BEGIN
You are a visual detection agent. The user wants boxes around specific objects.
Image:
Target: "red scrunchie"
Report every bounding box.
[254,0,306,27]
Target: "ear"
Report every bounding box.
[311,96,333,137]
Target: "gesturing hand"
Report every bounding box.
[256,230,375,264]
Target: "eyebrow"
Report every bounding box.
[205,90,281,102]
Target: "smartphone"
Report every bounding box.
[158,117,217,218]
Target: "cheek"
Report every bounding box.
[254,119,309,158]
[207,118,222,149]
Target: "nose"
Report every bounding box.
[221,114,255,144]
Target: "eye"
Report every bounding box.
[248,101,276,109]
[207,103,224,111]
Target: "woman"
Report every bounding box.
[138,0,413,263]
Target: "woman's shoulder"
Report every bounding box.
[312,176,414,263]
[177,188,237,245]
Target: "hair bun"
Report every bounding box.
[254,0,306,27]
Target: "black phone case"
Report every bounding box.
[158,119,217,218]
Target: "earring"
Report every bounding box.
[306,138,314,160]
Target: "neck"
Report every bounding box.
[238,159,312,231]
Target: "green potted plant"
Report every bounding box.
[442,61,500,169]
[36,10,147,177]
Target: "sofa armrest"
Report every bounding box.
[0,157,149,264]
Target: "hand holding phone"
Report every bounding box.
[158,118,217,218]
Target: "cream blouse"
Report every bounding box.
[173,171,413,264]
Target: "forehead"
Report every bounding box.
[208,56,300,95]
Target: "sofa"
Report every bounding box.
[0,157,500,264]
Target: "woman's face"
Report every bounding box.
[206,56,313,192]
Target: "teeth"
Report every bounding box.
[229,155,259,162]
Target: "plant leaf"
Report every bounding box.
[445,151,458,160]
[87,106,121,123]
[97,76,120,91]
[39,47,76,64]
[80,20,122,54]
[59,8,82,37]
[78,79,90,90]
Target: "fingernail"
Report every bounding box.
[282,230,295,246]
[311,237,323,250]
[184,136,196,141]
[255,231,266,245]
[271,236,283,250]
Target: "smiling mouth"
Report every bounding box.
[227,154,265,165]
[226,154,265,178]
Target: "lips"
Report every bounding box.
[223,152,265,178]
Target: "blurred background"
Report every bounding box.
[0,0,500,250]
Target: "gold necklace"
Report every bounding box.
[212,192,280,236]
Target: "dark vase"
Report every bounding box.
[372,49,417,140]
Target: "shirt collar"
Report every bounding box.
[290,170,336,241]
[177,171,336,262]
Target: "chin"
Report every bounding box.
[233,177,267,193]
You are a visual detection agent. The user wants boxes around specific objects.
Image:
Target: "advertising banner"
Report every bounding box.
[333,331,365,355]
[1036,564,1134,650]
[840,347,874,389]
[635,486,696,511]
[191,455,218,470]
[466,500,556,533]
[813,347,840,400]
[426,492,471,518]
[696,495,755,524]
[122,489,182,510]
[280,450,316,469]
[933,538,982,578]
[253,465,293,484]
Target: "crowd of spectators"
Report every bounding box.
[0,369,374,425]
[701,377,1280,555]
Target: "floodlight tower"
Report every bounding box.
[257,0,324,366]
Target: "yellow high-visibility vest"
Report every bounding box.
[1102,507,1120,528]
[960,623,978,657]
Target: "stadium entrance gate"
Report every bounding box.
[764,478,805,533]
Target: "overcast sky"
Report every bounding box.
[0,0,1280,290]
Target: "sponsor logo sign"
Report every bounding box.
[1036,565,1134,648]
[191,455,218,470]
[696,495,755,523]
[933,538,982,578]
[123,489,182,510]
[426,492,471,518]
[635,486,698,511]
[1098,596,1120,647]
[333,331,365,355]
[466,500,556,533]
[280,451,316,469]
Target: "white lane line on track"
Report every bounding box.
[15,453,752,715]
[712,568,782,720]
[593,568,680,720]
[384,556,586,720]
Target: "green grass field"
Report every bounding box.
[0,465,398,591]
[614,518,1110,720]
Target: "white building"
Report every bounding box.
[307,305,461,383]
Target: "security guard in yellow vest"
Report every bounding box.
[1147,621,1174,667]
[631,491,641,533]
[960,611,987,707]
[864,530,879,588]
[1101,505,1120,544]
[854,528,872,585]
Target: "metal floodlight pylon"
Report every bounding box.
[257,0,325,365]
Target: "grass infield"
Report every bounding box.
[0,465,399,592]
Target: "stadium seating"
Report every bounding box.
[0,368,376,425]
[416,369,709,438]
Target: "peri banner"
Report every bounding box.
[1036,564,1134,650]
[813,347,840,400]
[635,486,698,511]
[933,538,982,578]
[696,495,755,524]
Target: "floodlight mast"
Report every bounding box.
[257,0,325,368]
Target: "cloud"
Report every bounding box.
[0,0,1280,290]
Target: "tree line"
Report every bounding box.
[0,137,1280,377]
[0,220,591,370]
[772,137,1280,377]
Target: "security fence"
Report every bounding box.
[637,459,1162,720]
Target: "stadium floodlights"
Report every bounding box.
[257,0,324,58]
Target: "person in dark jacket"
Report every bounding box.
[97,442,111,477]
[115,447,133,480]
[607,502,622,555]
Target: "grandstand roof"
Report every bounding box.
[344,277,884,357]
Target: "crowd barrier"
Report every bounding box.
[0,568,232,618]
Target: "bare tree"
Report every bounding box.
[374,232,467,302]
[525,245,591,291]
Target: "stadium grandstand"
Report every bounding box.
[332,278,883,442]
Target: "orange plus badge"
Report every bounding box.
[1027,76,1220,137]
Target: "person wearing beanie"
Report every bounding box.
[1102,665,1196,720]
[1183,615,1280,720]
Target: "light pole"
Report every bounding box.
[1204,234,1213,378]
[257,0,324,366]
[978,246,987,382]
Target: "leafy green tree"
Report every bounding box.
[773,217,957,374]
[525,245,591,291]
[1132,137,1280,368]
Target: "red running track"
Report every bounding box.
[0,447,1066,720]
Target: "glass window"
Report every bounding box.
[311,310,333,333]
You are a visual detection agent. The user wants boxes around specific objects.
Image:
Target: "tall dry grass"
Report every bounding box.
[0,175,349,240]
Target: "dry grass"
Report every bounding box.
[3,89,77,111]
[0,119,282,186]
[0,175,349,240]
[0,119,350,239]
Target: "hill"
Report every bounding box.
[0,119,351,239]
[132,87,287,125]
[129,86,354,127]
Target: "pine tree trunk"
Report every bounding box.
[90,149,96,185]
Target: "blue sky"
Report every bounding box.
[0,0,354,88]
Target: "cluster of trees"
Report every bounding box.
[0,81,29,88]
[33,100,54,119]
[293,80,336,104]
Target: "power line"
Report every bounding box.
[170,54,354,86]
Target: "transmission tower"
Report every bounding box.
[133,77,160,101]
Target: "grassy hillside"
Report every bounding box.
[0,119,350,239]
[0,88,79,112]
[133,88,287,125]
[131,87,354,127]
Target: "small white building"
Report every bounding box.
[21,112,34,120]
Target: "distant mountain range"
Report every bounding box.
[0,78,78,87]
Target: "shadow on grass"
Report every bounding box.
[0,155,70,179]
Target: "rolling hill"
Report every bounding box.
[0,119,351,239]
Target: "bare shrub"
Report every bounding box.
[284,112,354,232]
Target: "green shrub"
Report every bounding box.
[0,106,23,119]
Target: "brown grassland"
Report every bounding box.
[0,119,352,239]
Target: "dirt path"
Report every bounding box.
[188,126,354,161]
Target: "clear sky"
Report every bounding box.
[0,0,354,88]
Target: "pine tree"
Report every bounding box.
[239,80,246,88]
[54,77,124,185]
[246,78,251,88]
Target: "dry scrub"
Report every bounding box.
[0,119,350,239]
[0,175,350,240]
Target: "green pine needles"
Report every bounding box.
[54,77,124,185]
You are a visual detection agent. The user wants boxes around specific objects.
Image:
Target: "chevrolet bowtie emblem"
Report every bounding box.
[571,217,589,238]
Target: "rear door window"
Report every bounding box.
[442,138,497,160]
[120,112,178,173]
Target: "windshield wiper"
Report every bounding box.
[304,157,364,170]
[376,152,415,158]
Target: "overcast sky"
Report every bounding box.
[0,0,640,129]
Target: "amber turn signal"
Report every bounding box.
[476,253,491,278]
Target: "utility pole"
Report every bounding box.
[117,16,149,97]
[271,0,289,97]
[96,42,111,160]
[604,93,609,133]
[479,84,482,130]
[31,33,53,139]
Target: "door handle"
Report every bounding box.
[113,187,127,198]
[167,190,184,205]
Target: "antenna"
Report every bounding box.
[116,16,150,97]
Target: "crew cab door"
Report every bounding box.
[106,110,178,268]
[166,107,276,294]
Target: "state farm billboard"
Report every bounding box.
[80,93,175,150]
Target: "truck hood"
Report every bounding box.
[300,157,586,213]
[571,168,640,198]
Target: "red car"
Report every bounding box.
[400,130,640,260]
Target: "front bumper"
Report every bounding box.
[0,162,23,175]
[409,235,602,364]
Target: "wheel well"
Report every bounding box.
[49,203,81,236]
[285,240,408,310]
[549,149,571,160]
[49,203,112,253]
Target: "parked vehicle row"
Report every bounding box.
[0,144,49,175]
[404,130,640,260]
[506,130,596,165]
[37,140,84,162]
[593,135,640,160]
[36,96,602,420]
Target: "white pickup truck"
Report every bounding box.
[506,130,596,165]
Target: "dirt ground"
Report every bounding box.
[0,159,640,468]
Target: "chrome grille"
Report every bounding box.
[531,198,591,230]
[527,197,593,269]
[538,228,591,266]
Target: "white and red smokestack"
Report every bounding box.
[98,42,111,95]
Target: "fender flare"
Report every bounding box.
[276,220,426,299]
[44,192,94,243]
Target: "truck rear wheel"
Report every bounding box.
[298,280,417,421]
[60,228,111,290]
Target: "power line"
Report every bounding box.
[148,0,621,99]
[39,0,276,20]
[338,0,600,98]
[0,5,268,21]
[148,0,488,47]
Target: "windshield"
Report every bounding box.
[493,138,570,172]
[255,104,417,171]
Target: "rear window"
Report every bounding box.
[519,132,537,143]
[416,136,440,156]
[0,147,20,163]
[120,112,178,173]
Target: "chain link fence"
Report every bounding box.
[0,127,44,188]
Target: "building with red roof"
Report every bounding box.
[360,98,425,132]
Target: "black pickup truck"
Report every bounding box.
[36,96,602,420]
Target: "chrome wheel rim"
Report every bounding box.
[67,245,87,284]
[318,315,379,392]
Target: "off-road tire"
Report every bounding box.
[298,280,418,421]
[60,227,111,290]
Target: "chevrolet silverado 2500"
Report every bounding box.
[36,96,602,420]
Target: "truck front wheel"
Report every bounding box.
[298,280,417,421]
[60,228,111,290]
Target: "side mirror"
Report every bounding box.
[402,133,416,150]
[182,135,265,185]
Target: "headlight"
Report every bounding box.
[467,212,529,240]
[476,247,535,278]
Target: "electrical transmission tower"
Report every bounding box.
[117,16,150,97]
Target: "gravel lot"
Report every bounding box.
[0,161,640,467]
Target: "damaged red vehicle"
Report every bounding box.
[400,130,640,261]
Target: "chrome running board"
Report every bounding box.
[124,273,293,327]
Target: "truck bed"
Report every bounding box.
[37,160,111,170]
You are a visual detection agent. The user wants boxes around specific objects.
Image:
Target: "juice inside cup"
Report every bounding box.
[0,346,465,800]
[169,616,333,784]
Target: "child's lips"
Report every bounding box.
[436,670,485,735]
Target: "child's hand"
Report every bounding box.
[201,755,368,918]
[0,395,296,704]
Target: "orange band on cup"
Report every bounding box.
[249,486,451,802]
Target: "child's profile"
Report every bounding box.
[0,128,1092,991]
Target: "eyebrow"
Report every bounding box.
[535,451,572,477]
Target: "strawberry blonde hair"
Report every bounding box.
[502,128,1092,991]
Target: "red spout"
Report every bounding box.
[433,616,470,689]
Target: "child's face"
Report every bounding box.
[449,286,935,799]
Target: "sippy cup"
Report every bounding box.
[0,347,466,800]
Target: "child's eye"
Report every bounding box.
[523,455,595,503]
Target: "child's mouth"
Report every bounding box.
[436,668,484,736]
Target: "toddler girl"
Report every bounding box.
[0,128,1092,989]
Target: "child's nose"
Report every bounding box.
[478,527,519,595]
END
EXERCISE DETAILS:
Output as a numbered list every line of the material starting at its first line and ending at the line that contains "[223,152,265,178]", leaving out blank lines.

THE ANSWER:
1. You are a visual detection agent. The user wants boxes around specific objects.
2. Image:
3. Target: "red scrunchie"
4. Report every bounding box.
5. [254,0,306,27]
6. Target: "ear"
7. Report every bounding box.
8. [311,96,333,137]
9. Target: "gesturing hand"
10. Report every bounding box.
11. [256,230,375,264]
12. Target: "eyebrow"
13. Report every bounding box.
14. [205,90,281,102]
15. Target: "smartphone"
16. Report every bounding box.
17. [158,117,217,218]
18. Target: "cheek"
19. Report every bounding box.
20. [254,119,309,158]
21. [207,118,222,149]
22. Target: "nose"
23. Report every bounding box.
24. [221,114,255,144]
25. Target: "eye"
26. Report every bounding box.
27. [248,101,276,109]
28. [207,103,224,111]
29. Target: "woman"
30. Report every bounding box.
31. [138,0,413,263]
32. Target: "woman's shoulder"
33. Report every bounding box.
34. [312,176,414,263]
35. [177,188,237,245]
36. Target: "hair bun"
37. Report every bounding box.
38. [254,0,306,27]
39. Target: "black phone case"
40. Report every bounding box.
41. [158,119,217,218]
42. Target: "earring"
43. Report every bounding box.
44. [306,138,314,160]
45. Target: "neck"
46. Report every bounding box.
47. [238,159,312,231]
48. Target: "green potted plant"
49. Report every bounding box.
50. [442,61,500,169]
51. [36,10,147,177]
52. Target: "sofa armrest"
53. Report every bounding box.
54. [0,157,149,264]
55. Target: "hand holding phone"
56. Report every bounding box.
57. [158,118,217,218]
58. Target: "cream blouse"
59. Report every bounding box.
60. [173,171,413,264]
61. Target: "forehead"
62. Report every bounding box.
63. [208,56,300,95]
64. Target: "sofa"
65. Report every bounding box.
66. [0,157,500,264]
67. Target: "woman's face"
68. Report every bounding box.
69. [206,56,313,192]
70. Target: "teeth"
71. Report every bounding box.
72. [229,155,259,162]
73. Target: "plant leaf"
74. Report every bounding box.
75. [445,151,458,160]
76. [87,106,121,123]
77. [97,76,120,91]
78. [39,47,76,64]
79. [80,20,122,54]
80. [59,8,82,37]
81. [78,79,90,90]
82. Target: "fingernail"
83. Report every bounding box.
84. [282,230,295,246]
85. [311,237,323,250]
86. [184,136,196,141]
87. [255,231,266,245]
88. [271,236,283,250]
89. Target: "smiling mouth"
90. Report every bounding box.
91. [227,154,265,165]
92. [226,154,265,178]
93. Target: "lips"
94. Report every bounding box.
95. [223,152,265,178]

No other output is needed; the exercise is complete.